===== Extrait de page =====

Plaisir VECU 815 : Ouvrir sa classe aux parents

Mercredi premier rendez-vous à l’INSPE avec des étudiantes qui annoncent vouloir travailler autour de la co-éducation. Terme en vogue dans les prérogatives et pourtant toujours aussi difficile à mettre en œuvre dans la pratique.

Elles sont toutes là, je les entends depuis le couloir, elles m’attendent en discutant. Lorsque j’entre, le silence se fait. Je propose de déplacer les tables pour casser la disposition traditionnelle qui se prête à une pédagogie transmissible. Je me sais bavarde, passionnée par mon sujet, mais je souhaite qu’elles participent. Les échanges ne doivent pas avoir lieu dans un seul sens. Elles sont venues pour une prise de contact, une première bibliographie. Je suis décidée à les faire parler, les écouter surtout pour mieux les accompagner ensuite. Savoir ce qui les attire, pourquoi elles ont choisi ce thème de travail, pourquoi ce premier énoncé de titre de mémoire… Connaitre leurs préoccupations, c’est apprendre à les connaitre, cerner leurs centres d’intérêt, leurs préoccupations pour les accompagner au plus près de leurs besoins, sans les guider.

Lorsqu’enfin nous nous faisons face, un sourire timide illumine un visage connu. Elle est venue dans ma classe, elle fut une de mes stagiaires l’année précédente. J’étais flattée et émue qu’elle ait choisi de travailler avec moi cette année encore. Fière lorsqu’elle m’a expliqué « quand j’ai vu votre nom c’était comme une évidence. J’ai vu ce que vous mettiez en place avec les familles, ça m’intéresse, et puis ça semble tellement évident ». Elle a raconté à ses pairs les ateliers auxquels elle avait participé comme les Activités Pédagogiques Complémentaires avec participation des parents.

Ce projet avait été réalisé d’après une demande émise par des parents allophones l’année précédente. Ils souhaitaient pouvoir participer à des ateliers de langage avec leurs enfants. Au cours de ces séances de langage du quotidien, les parents s’exprimaient dans leur langue maternelle et je m’adressais à leurs enfants en français. C’était l’occasion de déculpabiliser les mères qui craignaient de ne pas aider suffisamment leur enfant (Quand les langues maternelles s’invitent à l’école. Ces ateliers se sont révélés être très utiles ; je leur explique qu’il est important qu’elles s’expriment avec un vocabulaire précis, en structurant leurs phrases. Même s’il peut leur sembler que le temps d’apprentissage du français en est ralenti, elles me permettent alors d’asseoir une bonne connaissance de la langue française. Leur enfant sera bi- voire multilingue. Son apprentissage est, en apparence seulement, ralenti du fait de cet apprentissage simultané de plusieurs langues. Lorsqu’il s’exprimera dans toutes ces langues avec aisance, il aura des acquis inestimables !... Ces mères peuvent s’enorgueillir, et non être gênées.

L. a aussi parlé des ateliers au quotidien, des semaines banalisées : un jour, une langue, un conte, une saveur. Elle avait eu la chance d’assister à la lecture d’un album en russe, lecture suivie de l’apprentissage d’une comptine russe très rythmée et gaie. La fierté de la maman lors de ce temps de partage était palpable et transmissible. Le goûter qui suivit avec des spécialités du pays était un moment de convivialité partagé. L. racontait simplement ; ses souvenirs illuminaient son visage, et me gonflaient d’une certaine fierté. Même si le quotidien de cette pratique est parfois compliqué, voire douloureux, ça vaut le coup.

===== Données fournies =====

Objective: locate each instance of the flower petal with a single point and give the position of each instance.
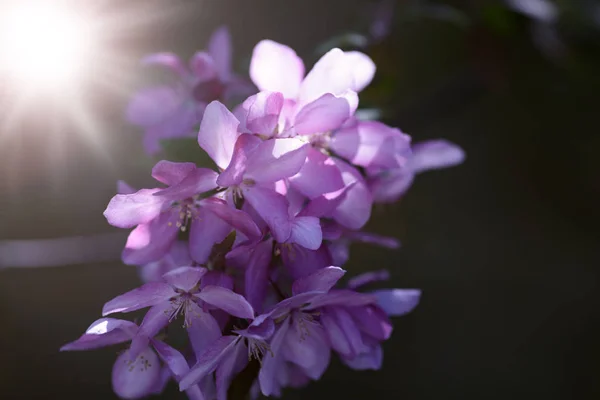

=====

• [Votre consigne]:
Recopiez mot pour mot le passage du texte sur l'ouverture de la classe aux parents qui va de « Plaisir VECU 815 : Ouvrir » à « dans la pratique. », ces deux bornes comprises.

• [La solution]:
Plaisir VECU 815 : Ouvrir sa classe aux parents

Mercredi premier rendez-vous à l’INSPE avec des étudiantes qui annoncent vouloir travailler autour de la co-éducation. Terme en vogue dans les prérogatives et pourtant toujours aussi difficile à mettre en œuvre dans la pratique.